Copy out the records from their start through the line containing "258;93;324;106", including both ends, and nothing beyond that line.

* Start DATA FOR PROCESSING *

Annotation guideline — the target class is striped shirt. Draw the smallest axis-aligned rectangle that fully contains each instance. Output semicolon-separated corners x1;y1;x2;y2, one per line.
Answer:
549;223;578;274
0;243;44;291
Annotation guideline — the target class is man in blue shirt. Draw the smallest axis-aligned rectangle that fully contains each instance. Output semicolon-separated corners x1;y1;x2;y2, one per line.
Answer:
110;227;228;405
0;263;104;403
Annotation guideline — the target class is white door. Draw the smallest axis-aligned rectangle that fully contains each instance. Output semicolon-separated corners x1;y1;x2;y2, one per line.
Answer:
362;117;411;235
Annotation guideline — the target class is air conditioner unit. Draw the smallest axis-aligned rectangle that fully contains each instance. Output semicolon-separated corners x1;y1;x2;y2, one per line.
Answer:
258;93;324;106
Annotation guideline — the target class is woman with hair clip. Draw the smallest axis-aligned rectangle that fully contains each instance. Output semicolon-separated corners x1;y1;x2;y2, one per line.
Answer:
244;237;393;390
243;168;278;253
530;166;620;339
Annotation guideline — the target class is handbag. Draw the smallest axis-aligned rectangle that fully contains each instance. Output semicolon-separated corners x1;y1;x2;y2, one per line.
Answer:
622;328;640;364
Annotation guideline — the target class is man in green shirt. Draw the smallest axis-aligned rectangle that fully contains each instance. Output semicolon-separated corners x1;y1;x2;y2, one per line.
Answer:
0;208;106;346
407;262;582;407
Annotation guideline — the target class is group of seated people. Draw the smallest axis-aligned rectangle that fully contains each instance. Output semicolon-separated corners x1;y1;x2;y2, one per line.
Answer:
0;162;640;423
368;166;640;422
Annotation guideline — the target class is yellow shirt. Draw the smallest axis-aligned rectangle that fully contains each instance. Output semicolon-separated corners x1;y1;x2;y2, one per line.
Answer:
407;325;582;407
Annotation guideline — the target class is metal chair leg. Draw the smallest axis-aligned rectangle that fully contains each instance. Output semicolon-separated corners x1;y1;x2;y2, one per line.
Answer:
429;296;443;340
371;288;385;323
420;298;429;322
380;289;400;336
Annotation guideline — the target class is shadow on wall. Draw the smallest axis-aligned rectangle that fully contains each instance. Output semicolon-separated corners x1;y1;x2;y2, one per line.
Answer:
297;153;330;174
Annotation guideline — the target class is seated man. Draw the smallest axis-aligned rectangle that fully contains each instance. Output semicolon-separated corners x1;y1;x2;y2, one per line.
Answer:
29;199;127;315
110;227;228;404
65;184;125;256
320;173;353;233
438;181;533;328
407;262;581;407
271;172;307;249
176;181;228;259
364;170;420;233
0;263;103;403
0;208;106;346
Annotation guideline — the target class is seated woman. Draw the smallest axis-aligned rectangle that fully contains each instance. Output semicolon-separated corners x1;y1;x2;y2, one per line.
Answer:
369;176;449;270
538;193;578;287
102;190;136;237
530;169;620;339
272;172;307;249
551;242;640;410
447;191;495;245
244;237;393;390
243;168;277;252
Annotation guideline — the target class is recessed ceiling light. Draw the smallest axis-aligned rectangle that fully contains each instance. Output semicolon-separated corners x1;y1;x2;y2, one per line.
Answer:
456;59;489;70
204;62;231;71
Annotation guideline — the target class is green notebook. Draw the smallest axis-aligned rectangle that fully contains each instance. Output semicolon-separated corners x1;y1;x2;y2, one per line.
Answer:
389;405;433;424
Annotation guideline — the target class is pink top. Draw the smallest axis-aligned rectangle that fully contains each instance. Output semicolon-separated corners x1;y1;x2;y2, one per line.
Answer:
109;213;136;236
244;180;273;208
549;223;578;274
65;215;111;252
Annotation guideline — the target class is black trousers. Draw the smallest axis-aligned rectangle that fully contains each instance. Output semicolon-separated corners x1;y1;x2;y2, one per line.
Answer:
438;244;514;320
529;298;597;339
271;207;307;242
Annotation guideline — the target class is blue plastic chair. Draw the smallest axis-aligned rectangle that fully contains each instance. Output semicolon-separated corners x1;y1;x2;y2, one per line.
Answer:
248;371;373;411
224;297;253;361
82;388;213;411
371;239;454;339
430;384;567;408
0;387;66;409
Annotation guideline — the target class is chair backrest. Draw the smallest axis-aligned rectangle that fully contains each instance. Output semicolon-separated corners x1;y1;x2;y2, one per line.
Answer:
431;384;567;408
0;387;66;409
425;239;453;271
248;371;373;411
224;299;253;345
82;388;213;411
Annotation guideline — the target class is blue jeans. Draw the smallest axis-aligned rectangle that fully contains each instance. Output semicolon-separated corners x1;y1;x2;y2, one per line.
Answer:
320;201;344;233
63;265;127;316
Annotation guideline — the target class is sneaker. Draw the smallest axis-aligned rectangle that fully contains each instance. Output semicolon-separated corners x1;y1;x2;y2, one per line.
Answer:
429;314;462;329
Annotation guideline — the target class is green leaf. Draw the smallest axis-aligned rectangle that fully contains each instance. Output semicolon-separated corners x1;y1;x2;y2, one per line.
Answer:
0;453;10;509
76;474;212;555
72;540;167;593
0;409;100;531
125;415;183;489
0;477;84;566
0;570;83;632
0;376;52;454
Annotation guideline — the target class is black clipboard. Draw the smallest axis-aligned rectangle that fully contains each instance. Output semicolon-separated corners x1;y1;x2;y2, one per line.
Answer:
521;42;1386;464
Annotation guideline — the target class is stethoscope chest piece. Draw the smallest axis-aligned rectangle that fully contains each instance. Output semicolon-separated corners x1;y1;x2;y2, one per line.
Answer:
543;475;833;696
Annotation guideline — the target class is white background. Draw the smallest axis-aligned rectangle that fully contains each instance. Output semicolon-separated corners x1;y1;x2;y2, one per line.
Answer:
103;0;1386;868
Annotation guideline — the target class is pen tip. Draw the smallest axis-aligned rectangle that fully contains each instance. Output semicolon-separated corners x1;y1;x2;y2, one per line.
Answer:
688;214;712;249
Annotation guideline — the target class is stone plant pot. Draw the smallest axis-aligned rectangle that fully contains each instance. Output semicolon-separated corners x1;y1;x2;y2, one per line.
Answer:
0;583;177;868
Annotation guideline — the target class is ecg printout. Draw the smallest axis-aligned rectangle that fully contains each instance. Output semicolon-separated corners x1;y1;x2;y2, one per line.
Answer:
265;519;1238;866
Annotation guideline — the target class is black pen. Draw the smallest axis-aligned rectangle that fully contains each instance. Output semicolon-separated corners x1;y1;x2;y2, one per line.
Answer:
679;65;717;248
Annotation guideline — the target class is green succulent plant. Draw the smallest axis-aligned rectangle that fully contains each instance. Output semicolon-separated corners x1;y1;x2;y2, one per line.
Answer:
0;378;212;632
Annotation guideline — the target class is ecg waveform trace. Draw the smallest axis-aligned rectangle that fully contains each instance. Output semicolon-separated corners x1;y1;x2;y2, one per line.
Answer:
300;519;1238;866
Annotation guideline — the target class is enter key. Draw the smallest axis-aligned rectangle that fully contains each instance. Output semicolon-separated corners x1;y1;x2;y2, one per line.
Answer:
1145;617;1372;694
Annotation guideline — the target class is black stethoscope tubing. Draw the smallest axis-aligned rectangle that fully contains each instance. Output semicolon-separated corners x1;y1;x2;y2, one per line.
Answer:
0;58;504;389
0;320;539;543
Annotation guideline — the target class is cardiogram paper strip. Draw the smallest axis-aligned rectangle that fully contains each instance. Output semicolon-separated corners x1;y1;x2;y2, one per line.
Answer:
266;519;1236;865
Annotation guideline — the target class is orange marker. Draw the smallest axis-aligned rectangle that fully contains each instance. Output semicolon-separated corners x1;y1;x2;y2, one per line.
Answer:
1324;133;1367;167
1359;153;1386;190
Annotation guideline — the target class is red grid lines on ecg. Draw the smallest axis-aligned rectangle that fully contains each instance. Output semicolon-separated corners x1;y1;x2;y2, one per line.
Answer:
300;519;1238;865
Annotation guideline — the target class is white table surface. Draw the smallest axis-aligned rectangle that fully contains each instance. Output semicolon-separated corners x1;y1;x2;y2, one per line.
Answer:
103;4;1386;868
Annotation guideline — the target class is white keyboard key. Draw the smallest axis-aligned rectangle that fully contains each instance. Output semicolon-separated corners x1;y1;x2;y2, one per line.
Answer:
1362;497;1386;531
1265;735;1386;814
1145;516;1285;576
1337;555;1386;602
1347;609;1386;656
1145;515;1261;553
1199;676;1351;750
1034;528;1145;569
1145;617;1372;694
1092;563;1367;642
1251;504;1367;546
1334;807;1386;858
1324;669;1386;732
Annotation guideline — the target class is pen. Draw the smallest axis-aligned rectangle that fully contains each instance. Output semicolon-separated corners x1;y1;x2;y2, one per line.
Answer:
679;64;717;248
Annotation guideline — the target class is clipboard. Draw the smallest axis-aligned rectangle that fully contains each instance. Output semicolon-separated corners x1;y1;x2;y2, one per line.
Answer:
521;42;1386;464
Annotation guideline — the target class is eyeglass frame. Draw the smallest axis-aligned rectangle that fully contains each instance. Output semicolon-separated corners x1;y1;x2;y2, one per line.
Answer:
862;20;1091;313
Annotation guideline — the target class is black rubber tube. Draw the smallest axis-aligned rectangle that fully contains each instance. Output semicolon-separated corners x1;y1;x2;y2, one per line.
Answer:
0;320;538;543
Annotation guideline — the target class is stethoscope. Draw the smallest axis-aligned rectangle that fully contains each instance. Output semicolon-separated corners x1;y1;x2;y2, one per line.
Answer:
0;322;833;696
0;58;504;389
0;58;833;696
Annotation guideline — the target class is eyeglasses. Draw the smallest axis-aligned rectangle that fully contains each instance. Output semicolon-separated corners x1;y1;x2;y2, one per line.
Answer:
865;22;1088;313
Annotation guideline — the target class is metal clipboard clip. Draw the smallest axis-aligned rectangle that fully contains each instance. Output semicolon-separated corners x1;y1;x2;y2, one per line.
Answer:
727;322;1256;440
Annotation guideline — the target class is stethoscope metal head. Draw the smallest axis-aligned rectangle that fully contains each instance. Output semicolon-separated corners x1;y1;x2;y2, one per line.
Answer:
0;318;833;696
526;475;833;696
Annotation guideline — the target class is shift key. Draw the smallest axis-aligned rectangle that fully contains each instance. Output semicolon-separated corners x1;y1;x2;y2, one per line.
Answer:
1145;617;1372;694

* End DATA FOR PROCESSING *

__TASK OUTPUT__
Annotation guideline — the target class is striped shirt. Draw the smallest axis-aligned rectangle that fully contains each instance. Output semicolon-separated corners x1;y1;x2;y2, one per line.
Answer:
549;223;578;274
0;243;44;291
Annotation guideline — the target class is man in blue shirt. Draw the smallest axis-aligned rectangle that fully contains each instance. Output semicolon-separated corners x1;y1;x2;y2, one per line.
Answer:
110;227;228;405
0;263;104;403
Annotation guideline — the target class is white door. Draw the smallest axis-aligned rectangle that fully contains each instance. Output semicolon-separated corners x1;y1;x2;y2, one per line.
Answer:
362;117;411;235
Annotation guideline — the target class is air conditioner unit. Draw the smallest axis-aligned rectangle that fully contains each instance. Output semicolon-separated corners x1;y1;x2;y2, one per line.
Answer:
258;93;324;106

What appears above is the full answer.